━━ EXERCISE MATERIALS
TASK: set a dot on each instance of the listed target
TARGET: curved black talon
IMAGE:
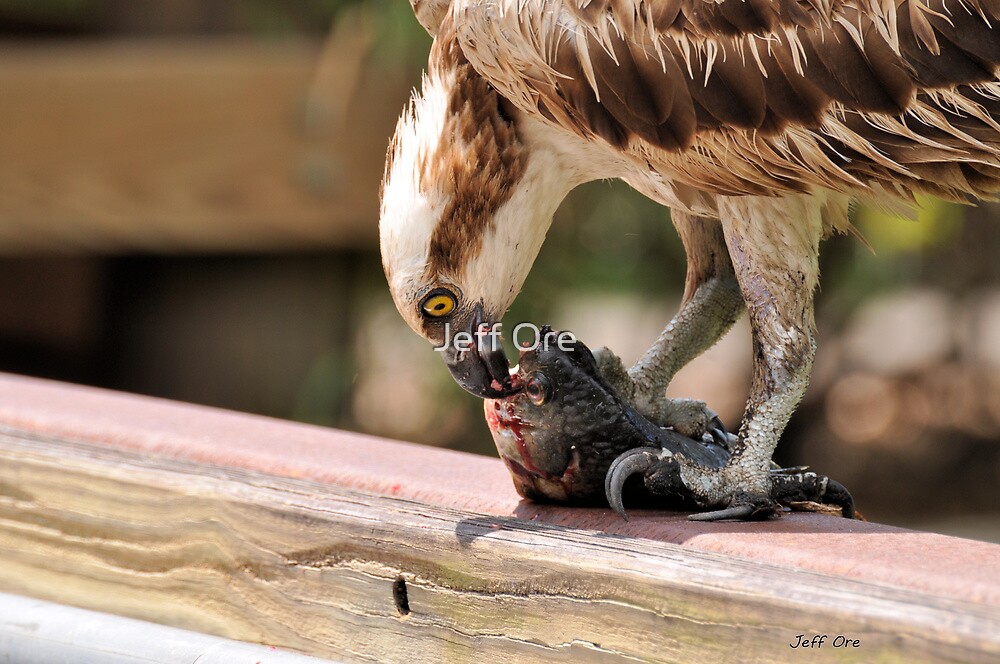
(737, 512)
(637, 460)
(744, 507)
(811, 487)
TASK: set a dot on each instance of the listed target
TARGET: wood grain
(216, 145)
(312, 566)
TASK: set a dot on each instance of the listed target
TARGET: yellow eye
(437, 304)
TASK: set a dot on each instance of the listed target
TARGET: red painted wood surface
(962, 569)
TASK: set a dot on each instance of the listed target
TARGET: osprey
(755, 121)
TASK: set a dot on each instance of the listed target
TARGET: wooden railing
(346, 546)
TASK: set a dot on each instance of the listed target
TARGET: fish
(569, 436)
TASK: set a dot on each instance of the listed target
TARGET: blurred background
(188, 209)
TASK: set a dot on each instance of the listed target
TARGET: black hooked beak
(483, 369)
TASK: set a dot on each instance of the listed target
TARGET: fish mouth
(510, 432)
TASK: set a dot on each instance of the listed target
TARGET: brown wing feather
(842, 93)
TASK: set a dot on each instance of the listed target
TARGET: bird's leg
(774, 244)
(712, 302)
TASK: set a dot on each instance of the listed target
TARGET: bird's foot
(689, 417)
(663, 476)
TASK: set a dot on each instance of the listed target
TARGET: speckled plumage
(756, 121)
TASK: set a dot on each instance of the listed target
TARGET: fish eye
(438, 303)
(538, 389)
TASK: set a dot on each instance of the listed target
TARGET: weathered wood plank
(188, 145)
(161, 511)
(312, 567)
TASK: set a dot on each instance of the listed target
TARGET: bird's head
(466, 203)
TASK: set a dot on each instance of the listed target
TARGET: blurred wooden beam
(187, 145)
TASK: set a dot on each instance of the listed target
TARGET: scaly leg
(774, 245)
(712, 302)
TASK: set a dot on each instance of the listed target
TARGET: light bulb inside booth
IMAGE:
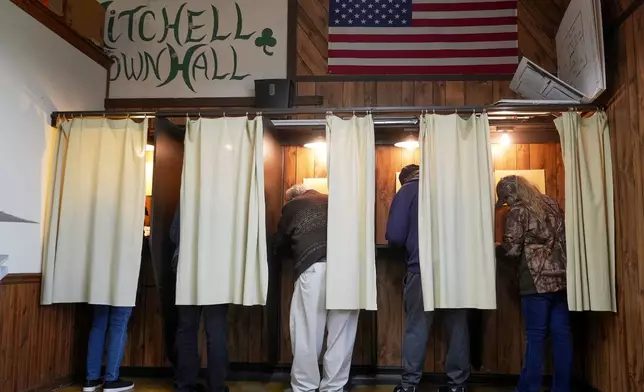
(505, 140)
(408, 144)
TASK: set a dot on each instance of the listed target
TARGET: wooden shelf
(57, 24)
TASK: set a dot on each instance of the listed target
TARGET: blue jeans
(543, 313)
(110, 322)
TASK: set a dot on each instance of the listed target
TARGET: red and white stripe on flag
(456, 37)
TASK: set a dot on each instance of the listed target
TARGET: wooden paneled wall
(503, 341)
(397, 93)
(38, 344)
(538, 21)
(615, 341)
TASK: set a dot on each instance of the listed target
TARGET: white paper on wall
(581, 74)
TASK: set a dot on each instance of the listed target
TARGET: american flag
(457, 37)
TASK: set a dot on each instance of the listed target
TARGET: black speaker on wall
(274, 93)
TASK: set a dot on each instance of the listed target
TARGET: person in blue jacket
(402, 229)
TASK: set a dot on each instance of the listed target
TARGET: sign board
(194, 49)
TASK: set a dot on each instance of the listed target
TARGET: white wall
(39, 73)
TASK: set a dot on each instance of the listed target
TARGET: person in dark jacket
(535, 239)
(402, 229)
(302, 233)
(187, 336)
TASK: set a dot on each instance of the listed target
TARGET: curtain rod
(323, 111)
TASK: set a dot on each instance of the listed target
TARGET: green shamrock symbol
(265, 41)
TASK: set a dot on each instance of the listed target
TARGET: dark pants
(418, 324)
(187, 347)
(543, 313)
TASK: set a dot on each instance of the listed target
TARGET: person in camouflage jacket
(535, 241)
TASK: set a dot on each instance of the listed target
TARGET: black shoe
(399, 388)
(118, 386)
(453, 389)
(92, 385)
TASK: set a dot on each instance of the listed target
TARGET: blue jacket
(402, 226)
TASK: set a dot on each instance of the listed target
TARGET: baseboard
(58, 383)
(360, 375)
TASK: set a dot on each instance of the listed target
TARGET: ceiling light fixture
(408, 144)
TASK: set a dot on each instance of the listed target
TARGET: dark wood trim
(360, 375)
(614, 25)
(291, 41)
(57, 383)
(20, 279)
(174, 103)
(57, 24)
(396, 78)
━━━━
Extract from the listing above every line that contains the string "blurred", treating case as significant.

TARGET: blurred background
TARGET: blurred wooden beam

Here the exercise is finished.